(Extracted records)
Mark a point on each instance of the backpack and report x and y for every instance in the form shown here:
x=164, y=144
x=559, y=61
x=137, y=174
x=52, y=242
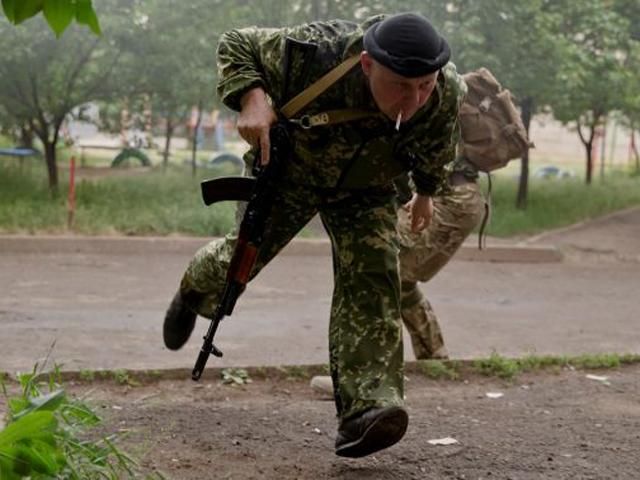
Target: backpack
x=491, y=127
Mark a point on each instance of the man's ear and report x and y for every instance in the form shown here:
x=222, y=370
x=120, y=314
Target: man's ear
x=366, y=61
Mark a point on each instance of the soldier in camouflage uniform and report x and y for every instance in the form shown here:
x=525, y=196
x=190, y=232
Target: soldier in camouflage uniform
x=344, y=172
x=457, y=211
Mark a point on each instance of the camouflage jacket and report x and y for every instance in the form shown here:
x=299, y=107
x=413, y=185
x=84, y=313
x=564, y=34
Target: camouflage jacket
x=352, y=155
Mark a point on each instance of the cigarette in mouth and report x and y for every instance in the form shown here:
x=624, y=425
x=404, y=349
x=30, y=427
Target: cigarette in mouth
x=398, y=120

* WHAT TO WORK ON: Reproduce every one of the records above word for word, leaving out the pictures.

* COMPLETE OUTPUT:
Mark a point on each instance of the backpack and report x and y for every instance in the form shown here:
x=164, y=144
x=559, y=61
x=137, y=174
x=52, y=242
Target: backpack
x=491, y=127
Mark a point on each instance of the man's ear and report x and y for every instance in the form shown here:
x=222, y=370
x=120, y=314
Target: man's ear
x=366, y=61
Mark a point on each instance of the soldier in camouflage uniform and report x and y for every instance in the form shown here:
x=525, y=196
x=190, y=232
Target: soldier in camouflage uniform
x=344, y=172
x=457, y=211
Mark a point on each instance of the camouflage jacket and report x and y for every instance in the form shown here:
x=299, y=107
x=413, y=185
x=84, y=313
x=564, y=34
Target: camouflage jacket
x=352, y=155
Mark a point on each instance of the cigarette in mouth and report x and y for every instance in the form shown here:
x=624, y=425
x=404, y=349
x=30, y=427
Target: cigarette in mouth
x=398, y=120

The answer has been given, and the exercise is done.